Please output, word for word, the stretch of the listing below from the line containing "Could you kindly indicate each instance of the excavator arm" through the line containing "<point>619,919</point>", and leave the pictures out of your answer.
--- start Records supplied ---
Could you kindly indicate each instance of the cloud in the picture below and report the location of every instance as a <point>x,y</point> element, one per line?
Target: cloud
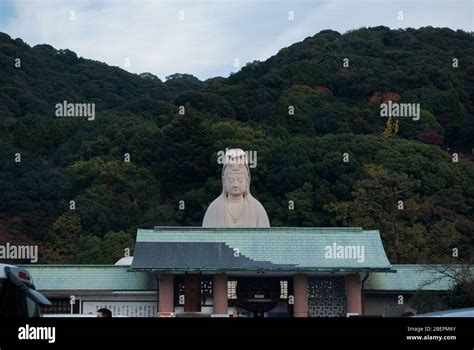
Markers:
<point>206,37</point>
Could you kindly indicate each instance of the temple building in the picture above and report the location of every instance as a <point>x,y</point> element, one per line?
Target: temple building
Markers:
<point>242,272</point>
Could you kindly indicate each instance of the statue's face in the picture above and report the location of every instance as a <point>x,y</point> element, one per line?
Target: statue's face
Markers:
<point>235,184</point>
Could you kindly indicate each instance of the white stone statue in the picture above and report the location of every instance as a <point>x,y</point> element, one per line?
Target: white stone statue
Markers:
<point>235,207</point>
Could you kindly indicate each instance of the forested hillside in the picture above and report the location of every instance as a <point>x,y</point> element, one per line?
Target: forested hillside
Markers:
<point>312,113</point>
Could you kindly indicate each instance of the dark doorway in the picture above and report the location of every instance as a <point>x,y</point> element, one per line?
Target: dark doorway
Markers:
<point>192,293</point>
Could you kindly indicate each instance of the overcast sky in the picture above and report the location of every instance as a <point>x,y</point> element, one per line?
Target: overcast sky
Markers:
<point>204,38</point>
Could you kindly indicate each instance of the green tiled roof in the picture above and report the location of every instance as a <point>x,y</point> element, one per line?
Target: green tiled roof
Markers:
<point>409,278</point>
<point>276,248</point>
<point>89,277</point>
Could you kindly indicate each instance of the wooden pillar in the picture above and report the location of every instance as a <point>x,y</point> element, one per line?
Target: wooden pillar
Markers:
<point>300,290</point>
<point>220,294</point>
<point>166,293</point>
<point>192,293</point>
<point>354,294</point>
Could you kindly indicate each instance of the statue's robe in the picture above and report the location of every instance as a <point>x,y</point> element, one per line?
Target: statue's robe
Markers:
<point>253,215</point>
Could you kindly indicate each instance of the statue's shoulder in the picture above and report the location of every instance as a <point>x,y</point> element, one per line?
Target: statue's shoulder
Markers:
<point>257,204</point>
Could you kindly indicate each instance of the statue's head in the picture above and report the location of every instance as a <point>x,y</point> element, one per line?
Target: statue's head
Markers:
<point>236,174</point>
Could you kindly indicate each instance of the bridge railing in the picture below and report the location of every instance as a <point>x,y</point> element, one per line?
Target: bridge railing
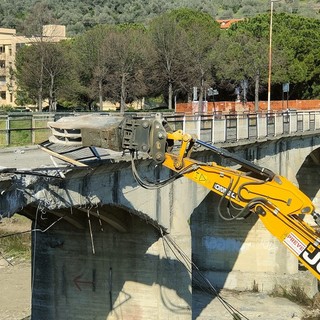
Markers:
<point>31,128</point>
<point>222,128</point>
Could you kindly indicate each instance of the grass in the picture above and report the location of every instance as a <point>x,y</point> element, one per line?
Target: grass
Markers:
<point>295,294</point>
<point>15,246</point>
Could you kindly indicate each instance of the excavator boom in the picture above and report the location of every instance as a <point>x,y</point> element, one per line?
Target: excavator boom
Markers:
<point>250,189</point>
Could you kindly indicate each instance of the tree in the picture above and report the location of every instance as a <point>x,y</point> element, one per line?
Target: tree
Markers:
<point>93,55</point>
<point>202,31</point>
<point>44,65</point>
<point>129,47</point>
<point>170,55</point>
<point>242,55</point>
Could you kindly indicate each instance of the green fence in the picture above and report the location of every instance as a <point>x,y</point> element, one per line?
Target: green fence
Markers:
<point>17,129</point>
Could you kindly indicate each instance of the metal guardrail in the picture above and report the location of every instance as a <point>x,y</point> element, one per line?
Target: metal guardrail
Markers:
<point>31,128</point>
<point>223,128</point>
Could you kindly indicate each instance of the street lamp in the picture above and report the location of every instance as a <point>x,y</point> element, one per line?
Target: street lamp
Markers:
<point>270,55</point>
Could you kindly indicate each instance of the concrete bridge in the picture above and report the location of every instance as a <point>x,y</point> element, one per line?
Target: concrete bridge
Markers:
<point>105,248</point>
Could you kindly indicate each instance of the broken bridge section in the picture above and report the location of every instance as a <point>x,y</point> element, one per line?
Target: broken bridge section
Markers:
<point>97,239</point>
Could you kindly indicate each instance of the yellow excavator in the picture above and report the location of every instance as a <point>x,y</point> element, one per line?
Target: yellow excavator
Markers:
<point>249,189</point>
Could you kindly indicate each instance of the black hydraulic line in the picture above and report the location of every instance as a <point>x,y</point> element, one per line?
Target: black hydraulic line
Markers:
<point>264,172</point>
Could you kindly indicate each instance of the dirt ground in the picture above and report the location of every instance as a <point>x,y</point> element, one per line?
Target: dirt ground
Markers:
<point>15,301</point>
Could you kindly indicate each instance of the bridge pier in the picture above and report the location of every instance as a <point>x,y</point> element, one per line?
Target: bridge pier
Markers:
<point>101,254</point>
<point>97,272</point>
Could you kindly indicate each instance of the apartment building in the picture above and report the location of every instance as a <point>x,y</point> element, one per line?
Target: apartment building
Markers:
<point>9,44</point>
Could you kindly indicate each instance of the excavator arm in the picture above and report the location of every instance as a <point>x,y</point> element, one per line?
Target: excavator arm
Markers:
<point>248,189</point>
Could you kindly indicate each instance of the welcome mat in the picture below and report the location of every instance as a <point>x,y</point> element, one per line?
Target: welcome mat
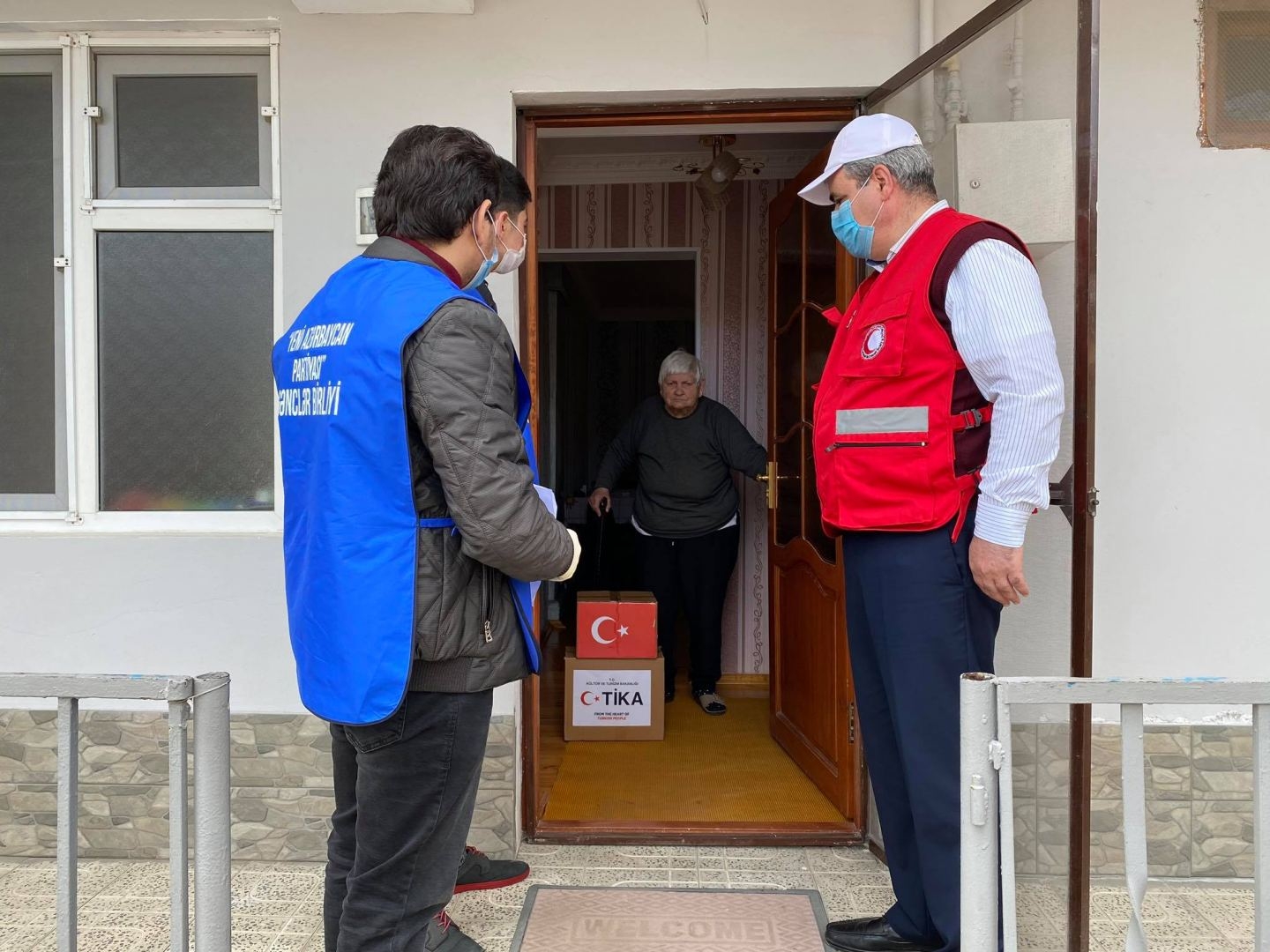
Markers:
<point>619,919</point>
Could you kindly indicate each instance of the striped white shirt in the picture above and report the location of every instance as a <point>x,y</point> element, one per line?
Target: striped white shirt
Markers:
<point>1002,331</point>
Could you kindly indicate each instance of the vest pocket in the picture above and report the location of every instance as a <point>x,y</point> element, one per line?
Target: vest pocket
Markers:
<point>879,458</point>
<point>874,344</point>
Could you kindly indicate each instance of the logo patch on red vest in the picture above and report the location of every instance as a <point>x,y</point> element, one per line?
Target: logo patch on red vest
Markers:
<point>875,339</point>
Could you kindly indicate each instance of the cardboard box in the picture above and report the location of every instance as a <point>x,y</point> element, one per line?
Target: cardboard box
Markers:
<point>616,625</point>
<point>614,698</point>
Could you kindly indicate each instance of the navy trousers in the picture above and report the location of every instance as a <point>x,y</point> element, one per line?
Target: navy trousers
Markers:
<point>915,622</point>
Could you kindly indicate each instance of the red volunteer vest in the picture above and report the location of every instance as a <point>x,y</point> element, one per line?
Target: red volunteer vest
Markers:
<point>900,430</point>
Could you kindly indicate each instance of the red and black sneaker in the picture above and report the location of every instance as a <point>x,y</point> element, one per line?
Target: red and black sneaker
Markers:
<point>481,873</point>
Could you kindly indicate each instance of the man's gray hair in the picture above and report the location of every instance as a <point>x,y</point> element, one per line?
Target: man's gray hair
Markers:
<point>680,362</point>
<point>912,167</point>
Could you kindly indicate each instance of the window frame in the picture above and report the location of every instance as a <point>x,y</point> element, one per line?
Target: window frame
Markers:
<point>109,68</point>
<point>84,217</point>
<point>43,504</point>
<point>1231,133</point>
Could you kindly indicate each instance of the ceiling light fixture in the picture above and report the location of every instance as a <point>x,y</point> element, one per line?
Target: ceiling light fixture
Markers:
<point>716,175</point>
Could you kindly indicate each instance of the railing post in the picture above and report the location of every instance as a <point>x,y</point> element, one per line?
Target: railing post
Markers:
<point>178,824</point>
<point>68,822</point>
<point>213,926</point>
<point>1134,786</point>
<point>1261,822</point>
<point>981,867</point>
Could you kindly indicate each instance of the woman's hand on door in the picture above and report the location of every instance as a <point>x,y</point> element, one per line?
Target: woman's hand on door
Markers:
<point>601,502</point>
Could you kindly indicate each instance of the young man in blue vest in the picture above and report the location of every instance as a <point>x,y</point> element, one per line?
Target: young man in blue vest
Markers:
<point>413,533</point>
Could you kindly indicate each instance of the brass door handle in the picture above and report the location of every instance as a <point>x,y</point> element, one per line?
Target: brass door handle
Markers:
<point>770,481</point>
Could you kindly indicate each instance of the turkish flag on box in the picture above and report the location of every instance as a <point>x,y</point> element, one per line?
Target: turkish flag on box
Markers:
<point>616,625</point>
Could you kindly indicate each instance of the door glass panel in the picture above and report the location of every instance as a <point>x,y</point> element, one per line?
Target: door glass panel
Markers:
<point>788,375</point>
<point>28,314</point>
<point>822,257</point>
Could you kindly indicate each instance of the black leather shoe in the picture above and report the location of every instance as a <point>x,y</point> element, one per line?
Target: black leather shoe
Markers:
<point>870,936</point>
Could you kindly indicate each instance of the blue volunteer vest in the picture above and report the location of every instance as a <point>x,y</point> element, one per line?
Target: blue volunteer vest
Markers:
<point>349,524</point>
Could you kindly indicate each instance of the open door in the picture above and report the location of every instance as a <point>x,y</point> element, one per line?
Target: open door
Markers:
<point>811,692</point>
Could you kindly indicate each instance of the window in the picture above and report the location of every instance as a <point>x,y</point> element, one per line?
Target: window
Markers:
<point>184,328</point>
<point>183,126</point>
<point>150,268</point>
<point>32,357</point>
<point>1236,74</point>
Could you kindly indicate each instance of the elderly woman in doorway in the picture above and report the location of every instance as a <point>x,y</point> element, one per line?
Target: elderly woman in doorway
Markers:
<point>684,449</point>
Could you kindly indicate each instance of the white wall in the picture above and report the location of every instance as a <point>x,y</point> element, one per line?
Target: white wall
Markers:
<point>188,605</point>
<point>1184,331</point>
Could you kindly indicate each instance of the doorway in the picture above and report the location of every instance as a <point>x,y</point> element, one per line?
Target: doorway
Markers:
<point>612,254</point>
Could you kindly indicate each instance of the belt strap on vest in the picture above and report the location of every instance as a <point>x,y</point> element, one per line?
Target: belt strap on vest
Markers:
<point>969,419</point>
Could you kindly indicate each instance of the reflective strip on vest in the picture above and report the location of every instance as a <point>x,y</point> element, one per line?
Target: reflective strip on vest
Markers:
<point>883,419</point>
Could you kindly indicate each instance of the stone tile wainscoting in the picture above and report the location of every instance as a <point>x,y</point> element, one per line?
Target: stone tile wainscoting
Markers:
<point>1199,800</point>
<point>280,798</point>
<point>1199,792</point>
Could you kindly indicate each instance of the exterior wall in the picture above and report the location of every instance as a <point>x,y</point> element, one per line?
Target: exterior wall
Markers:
<point>1180,547</point>
<point>193,603</point>
<point>280,786</point>
<point>733,251</point>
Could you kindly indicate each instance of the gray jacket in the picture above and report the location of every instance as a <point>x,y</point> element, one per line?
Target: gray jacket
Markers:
<point>467,462</point>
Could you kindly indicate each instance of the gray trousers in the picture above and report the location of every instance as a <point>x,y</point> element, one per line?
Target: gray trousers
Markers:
<point>406,790</point>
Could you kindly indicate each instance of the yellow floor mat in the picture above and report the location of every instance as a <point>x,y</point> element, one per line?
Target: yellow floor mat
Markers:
<point>707,770</point>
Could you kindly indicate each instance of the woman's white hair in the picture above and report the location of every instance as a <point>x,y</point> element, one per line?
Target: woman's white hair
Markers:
<point>680,362</point>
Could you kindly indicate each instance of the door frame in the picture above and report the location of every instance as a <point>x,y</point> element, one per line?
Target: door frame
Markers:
<point>530,120</point>
<point>1084,492</point>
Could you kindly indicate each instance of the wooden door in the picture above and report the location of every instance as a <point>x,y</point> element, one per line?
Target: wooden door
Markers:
<point>811,693</point>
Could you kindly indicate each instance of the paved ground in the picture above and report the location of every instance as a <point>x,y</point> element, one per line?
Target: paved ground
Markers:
<point>277,906</point>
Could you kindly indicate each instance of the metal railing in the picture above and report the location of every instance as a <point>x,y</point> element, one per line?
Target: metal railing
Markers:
<point>210,697</point>
<point>987,791</point>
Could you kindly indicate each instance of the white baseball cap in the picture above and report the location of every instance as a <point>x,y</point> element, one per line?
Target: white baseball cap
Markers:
<point>863,138</point>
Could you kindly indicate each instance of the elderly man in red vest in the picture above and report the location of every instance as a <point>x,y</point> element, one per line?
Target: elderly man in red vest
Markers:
<point>937,421</point>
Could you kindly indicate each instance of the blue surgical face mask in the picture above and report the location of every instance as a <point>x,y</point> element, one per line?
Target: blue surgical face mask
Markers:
<point>856,238</point>
<point>487,263</point>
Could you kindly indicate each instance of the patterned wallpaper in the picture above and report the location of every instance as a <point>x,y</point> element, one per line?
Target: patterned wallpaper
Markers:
<point>732,247</point>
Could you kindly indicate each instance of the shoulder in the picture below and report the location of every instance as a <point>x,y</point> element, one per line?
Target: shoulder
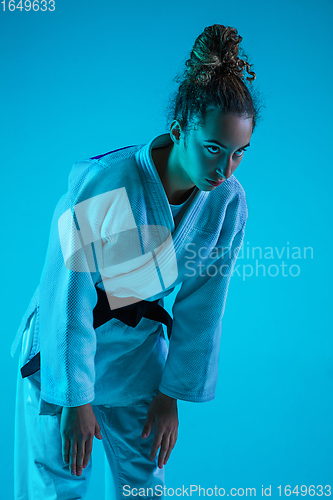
--- end Records supplied ---
#### [Output below]
Could you kindly indicate each instance of the excavator arm in the picture above and report the location of every instance as a <point>x,y</point> element, one per line?
Target: excavator arm
Markers:
<point>248,189</point>
Could you kindly indicate each instance of the welcome mat in the picture below and report the location of every instance as a <point>x,y</point> element, one per line?
Target: welcome mat
Markers:
<point>619,919</point>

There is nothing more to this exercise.